## Tasks and exercises
[1] In the text on tariff exemption bills, shorten the paragraph beginning "Meanwhile, Bayer and its executives" into a bulleted list that keeps its main facts.
[2] Answer these questions from the text on tariff exemption bills:
(a) How much did Air Products officials and its political action committee contribute to the senator's re-election effort?
(b) What is the name of the Air Products lobbyist who is quoted?
(c) How many congressional campaigns has Bayer funded this year?
[3] Using the text on tariff exemption bills, explain in one to three sentences why Mr. Goodstein rejects the idea that contributions are tied to Sen. Casey's exemption bills.

Meanwhile, Air Products & Chemicals Inc. wound up with eight Casey-sponsored exemption bills after the company's officials and political action committee contributed $37,800 to the senator's re-election effort, according to data from the Center for Responsive Politics.
Air Products lobbyist Richard Goodstein said the company's contributions to Mr. Casey aren't connected to exemptions and there's little pattern to suggest other companies' contributions are either.
"Sen. Casey routinely introduces [tariff exemption] bills for companies that never contributed a cent to him and, as far as I can tell, have no lobbyists. I just don't accept the premise of that notion," Mr. Goodstein said.
Meanwhile, Bayer and its executives have contributed $12,000 to Mr. Murphy this cycle, the highest total among the 80 congressional campaigns it has funded this year. Now Mr. Murphy is sponsoring 10 Bayer-requested exemptions, which the congressman's office says are necessary to help manufacturers and preserve jobs.

## Excerpted records
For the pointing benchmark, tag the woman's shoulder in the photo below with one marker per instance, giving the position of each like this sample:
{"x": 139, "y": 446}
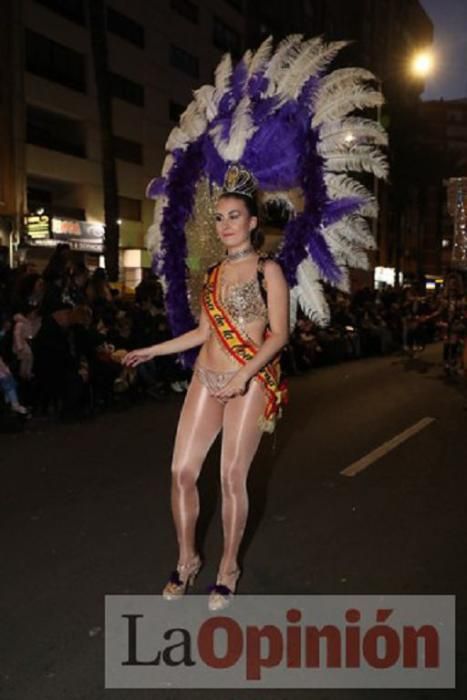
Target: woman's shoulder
{"x": 270, "y": 267}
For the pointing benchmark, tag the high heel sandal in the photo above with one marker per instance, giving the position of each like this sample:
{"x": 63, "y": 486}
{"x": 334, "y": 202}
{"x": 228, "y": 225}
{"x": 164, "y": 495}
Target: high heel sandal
{"x": 220, "y": 596}
{"x": 182, "y": 577}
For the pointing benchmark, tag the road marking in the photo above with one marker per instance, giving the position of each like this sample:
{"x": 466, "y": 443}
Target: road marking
{"x": 386, "y": 447}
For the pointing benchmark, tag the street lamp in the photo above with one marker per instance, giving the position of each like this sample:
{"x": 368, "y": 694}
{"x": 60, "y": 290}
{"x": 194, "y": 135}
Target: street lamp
{"x": 422, "y": 64}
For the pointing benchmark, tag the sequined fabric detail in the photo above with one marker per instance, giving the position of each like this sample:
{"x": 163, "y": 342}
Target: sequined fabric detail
{"x": 244, "y": 303}
{"x": 214, "y": 380}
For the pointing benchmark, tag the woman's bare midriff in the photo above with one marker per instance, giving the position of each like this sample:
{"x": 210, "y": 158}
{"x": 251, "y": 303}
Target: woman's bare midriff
{"x": 214, "y": 356}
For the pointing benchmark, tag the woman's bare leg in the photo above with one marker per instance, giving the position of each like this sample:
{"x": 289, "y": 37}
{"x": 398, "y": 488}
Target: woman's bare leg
{"x": 240, "y": 441}
{"x": 199, "y": 423}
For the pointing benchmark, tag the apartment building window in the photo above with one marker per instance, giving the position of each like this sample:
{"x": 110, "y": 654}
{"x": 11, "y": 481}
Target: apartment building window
{"x": 175, "y": 111}
{"x": 129, "y": 208}
{"x": 55, "y": 62}
{"x": 237, "y": 4}
{"x": 226, "y": 38}
{"x": 73, "y": 10}
{"x": 186, "y": 8}
{"x": 126, "y": 89}
{"x": 55, "y": 132}
{"x": 129, "y": 151}
{"x": 184, "y": 61}
{"x": 125, "y": 27}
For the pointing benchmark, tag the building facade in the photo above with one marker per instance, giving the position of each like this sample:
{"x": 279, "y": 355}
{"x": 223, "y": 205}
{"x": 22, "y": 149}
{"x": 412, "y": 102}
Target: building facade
{"x": 158, "y": 52}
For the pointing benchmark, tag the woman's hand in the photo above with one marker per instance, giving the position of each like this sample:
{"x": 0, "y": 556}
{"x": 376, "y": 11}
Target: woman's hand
{"x": 235, "y": 387}
{"x": 136, "y": 357}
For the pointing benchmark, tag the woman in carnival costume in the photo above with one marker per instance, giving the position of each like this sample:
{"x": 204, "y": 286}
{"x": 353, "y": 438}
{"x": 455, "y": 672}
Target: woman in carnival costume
{"x": 274, "y": 128}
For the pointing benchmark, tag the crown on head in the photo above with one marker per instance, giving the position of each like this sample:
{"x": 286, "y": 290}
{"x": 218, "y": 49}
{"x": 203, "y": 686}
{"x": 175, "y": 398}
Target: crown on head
{"x": 239, "y": 181}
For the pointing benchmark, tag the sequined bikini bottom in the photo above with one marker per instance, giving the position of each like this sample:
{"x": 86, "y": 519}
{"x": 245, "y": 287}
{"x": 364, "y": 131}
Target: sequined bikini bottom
{"x": 213, "y": 380}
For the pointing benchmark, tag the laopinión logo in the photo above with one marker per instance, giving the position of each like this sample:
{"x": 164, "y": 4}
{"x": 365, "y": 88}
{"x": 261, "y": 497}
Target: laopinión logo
{"x": 281, "y": 642}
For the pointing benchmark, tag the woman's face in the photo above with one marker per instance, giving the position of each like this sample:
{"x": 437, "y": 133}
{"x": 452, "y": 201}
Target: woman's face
{"x": 234, "y": 222}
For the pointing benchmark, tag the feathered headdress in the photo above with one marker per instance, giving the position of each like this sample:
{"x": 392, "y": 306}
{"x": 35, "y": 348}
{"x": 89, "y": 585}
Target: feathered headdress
{"x": 286, "y": 121}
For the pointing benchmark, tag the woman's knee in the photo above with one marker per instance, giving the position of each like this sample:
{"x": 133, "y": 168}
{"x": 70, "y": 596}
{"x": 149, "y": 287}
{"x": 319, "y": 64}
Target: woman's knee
{"x": 184, "y": 475}
{"x": 234, "y": 476}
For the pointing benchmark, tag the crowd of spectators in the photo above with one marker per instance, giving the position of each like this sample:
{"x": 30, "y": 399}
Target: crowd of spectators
{"x": 64, "y": 332}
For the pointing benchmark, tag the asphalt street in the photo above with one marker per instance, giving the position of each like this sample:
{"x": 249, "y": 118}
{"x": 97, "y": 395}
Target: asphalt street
{"x": 85, "y": 512}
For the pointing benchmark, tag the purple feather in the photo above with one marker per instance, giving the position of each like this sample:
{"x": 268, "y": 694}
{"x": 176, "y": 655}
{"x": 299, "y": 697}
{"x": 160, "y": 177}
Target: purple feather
{"x": 156, "y": 187}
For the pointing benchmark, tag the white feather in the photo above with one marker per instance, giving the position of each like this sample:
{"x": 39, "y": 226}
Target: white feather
{"x": 313, "y": 58}
{"x": 352, "y": 230}
{"x": 356, "y": 129}
{"x": 153, "y": 234}
{"x": 340, "y": 185}
{"x": 192, "y": 122}
{"x": 280, "y": 197}
{"x": 261, "y": 56}
{"x": 362, "y": 159}
{"x": 241, "y": 131}
{"x": 287, "y": 50}
{"x": 344, "y": 102}
{"x": 342, "y": 77}
{"x": 247, "y": 57}
{"x": 167, "y": 164}
{"x": 222, "y": 76}
{"x": 205, "y": 99}
{"x": 309, "y": 293}
{"x": 296, "y": 70}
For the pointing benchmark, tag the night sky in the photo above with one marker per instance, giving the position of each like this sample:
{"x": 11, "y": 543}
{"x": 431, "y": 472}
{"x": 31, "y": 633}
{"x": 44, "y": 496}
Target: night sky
{"x": 449, "y": 18}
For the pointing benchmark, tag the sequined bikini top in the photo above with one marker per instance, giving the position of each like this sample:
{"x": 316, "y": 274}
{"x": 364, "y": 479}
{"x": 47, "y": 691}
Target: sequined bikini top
{"x": 245, "y": 301}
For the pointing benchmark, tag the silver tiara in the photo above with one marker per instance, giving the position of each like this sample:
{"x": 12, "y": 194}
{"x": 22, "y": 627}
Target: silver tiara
{"x": 239, "y": 181}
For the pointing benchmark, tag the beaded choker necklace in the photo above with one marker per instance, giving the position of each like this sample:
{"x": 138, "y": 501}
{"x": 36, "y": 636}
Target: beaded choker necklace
{"x": 240, "y": 254}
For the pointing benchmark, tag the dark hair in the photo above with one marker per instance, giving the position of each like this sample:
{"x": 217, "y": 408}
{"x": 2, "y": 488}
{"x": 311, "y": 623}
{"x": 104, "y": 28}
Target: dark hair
{"x": 256, "y": 236}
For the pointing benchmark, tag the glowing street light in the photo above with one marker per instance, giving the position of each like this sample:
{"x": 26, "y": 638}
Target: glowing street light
{"x": 422, "y": 64}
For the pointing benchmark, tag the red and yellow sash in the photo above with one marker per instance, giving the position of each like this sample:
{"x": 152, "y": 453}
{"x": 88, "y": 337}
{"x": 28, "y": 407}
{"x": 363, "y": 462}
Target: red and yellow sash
{"x": 243, "y": 349}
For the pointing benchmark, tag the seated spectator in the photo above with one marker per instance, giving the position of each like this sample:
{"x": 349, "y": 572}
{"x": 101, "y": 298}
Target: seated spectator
{"x": 9, "y": 389}
{"x": 62, "y": 373}
{"x": 26, "y": 325}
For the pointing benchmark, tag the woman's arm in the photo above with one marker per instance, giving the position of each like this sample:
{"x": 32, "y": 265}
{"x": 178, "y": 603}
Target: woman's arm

## Numbered answers
[1]
- This cycle, Bayer and its executives have given $12,000 to Mr. Murphy. That is the largest amount among the 80 congressional campaigns Bayer has funded this year.
- Mr. Murphy is sponsoring 10 exemptions that Bayer requested.
- His office says the exemptions are needed to help manufacturers and preserve jobs.

[2]
(a) $37,800
(b) Richard Goodstein
(c) 80

[3] Mr. Goodstein says Sen. Casey routinely introduces tariff exemption bills for companies that never gave him any money. As far as Goodstein can tell, those companies also have no lobbyists. For that reason he does not accept the premise that contributions and exemptions are connected.